That does strike at the heart of the issue. From two current religions, one might consider, after death, an issue of bad karma, or a burden of sin. Very much not wanting to stray into real world religions (I'm pretty sure the site very much wants to avoid discussions in that area), I can see characters in a fantasy world having to look to such issues. At least for D&D, there is a definite soul, and the actions of an entity can very much have an impact on what happens to the soul upon death. That is for most D&D cosmologies, although, possibly not for that of the original poster.

Although, that trivializes the issue, to an extent. I always wondered why D&D settings don't eventually center on religion and alignment, what with concrete resurrection and concretely visitable outer planes. A more interesting part of ethical and moral questions lies in areas where concrete proofs are hard to come by (if available at all, in a non-subjective way).

Task requirements
(a) Return the part of the passage on souls in D&D starting at "That does strike" and ending at "the original poster.", word for word.
(b) Write the next part of the passage on souls in D&D, picking up after its last sentence.
You won't need the items to do any of this.

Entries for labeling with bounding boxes
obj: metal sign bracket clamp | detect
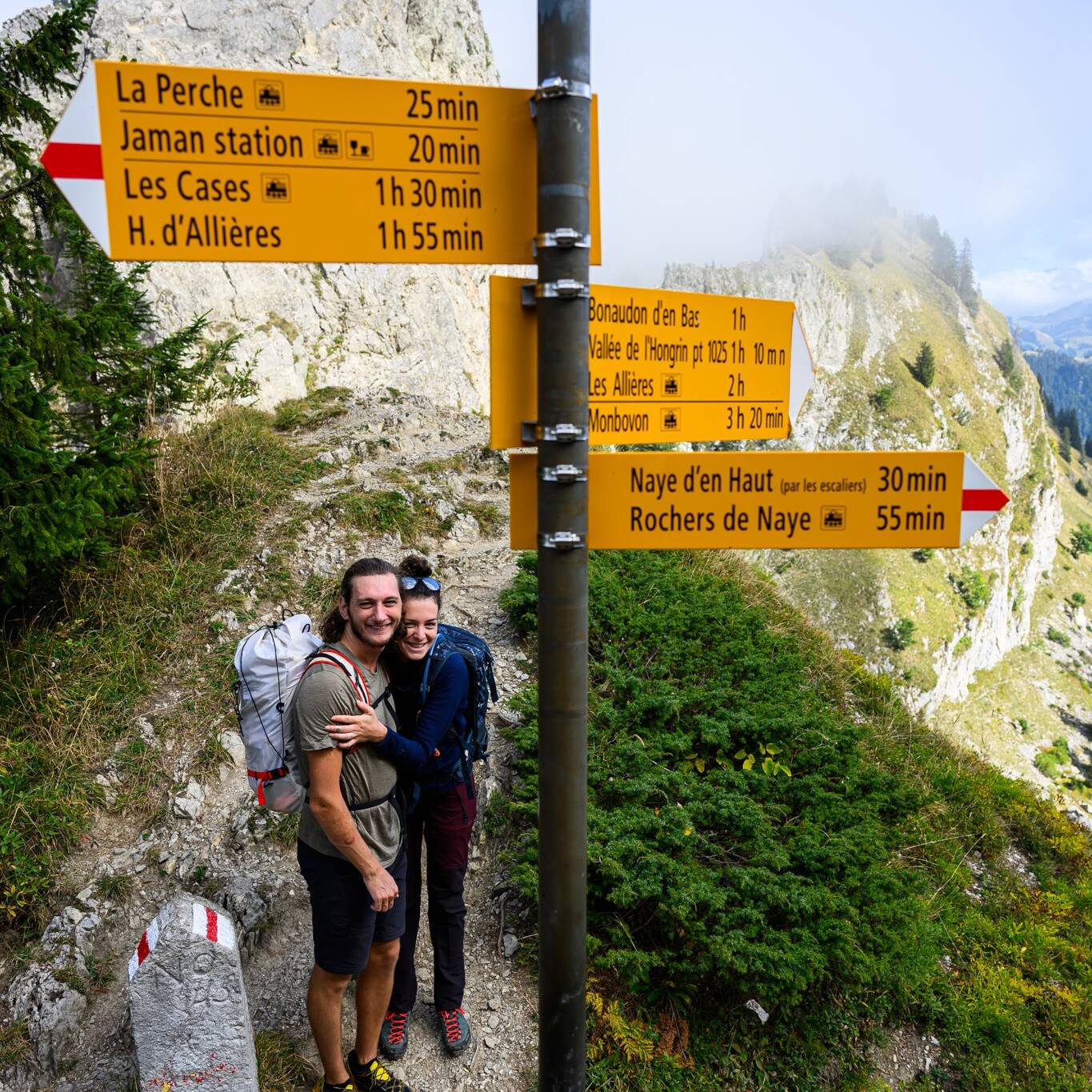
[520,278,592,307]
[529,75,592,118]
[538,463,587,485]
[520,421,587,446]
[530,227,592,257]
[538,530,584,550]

---

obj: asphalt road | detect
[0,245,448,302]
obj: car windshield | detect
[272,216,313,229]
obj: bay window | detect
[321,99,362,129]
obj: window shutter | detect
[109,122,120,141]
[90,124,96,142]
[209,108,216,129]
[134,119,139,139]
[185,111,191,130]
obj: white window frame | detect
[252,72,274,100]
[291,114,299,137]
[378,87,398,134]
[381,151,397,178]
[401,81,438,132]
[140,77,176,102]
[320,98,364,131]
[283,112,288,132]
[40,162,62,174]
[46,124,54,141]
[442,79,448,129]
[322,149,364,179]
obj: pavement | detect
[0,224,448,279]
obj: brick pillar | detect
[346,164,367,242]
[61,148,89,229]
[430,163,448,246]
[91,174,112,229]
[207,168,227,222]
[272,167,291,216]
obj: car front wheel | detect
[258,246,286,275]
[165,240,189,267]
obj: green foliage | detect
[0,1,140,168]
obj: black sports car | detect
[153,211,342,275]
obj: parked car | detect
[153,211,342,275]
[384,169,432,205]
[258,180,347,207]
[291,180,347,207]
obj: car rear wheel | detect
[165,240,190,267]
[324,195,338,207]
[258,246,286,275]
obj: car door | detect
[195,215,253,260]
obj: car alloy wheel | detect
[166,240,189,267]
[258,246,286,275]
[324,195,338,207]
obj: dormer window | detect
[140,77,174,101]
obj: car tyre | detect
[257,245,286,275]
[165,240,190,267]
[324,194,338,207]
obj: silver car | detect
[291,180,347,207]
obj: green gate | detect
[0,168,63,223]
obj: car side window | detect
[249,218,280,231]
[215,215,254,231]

Expected responses
(a)
That does strike at the heart of the issue. From two current religions, one might consider, after death, an issue of bad karma, or a burden of sin. Very much not wanting to stray into real world religions (I'm pretty sure the site very much wants to avoid discussions in that area), I can see characters in a fantasy world having to look to such issues. At least for D&D, there is a definite soul, and the actions of an entity can very much have an impact on what happens to the soul upon death. That is for most D&D cosmologies, although, possibly not for that of the original poster.

(b)
Tom
 


I suspect the grief the Religious crowd gave TSR/WOTC during the 1980s simply for having demons and devils in the game was more than sufficient incentive for them to avoid openly raising the issue of questionable morality, with confidence any group sufficiently capable of discussing such Mature issues would do so without needing an official Corporate stance on the subject beyond the brief explanations given regarding Alignment and the Great Wheel.

Personally, I would question the vampire's intentions regarding OUR party and having satisfied our personal safeties, would gladly accept her continued companionship as long as our mutual interests remained compatible with the clear understanding that ANY offensive action taken against ourselves would be met in kind.